INSTRUCTIONS TO FOLLOW:
Report every line in the rows below that contains the word "outline". Case counts, so a line matches only if its capitalization is the same.

------------------------

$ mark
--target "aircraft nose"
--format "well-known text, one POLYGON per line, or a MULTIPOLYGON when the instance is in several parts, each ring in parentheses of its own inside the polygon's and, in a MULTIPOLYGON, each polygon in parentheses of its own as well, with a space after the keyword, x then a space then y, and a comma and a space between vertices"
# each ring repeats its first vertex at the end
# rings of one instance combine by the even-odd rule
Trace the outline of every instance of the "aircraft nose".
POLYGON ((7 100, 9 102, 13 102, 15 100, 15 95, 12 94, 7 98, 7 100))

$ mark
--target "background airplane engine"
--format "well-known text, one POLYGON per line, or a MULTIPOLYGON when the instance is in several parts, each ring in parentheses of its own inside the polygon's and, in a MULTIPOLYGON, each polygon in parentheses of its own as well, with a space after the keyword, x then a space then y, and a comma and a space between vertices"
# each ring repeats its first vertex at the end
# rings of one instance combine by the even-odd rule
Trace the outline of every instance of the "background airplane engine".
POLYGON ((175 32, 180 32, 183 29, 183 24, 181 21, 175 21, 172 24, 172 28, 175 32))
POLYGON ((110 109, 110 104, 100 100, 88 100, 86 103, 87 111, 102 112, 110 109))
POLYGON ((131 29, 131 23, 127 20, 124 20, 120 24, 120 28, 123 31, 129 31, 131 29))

------------------------

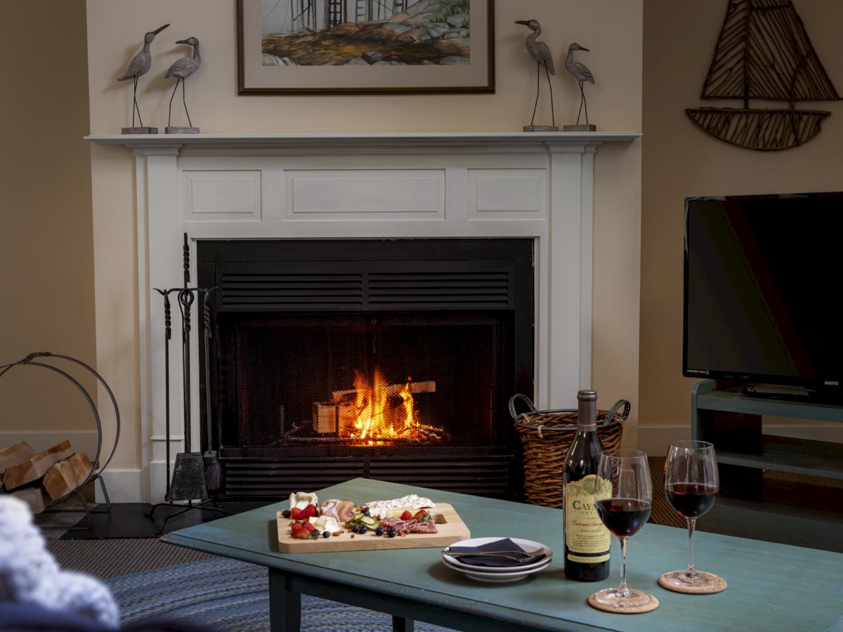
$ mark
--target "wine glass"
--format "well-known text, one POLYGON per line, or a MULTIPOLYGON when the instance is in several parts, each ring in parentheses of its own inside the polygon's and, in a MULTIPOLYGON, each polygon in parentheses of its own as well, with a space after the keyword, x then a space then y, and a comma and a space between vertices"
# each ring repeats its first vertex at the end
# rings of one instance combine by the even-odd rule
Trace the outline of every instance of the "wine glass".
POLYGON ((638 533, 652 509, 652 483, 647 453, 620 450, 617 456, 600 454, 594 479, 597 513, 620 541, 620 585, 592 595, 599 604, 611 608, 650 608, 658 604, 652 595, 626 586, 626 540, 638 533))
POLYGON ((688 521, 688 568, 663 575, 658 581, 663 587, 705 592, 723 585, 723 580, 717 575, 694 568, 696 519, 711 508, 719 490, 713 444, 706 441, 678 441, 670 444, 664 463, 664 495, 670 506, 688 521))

------------------------

TASK RESPONSE:
Trace the outline of every instance of the "aircraft nose".
Trace the outline of every instance of the "background airplane engine".
Trace the outline of every instance of the "wine glass".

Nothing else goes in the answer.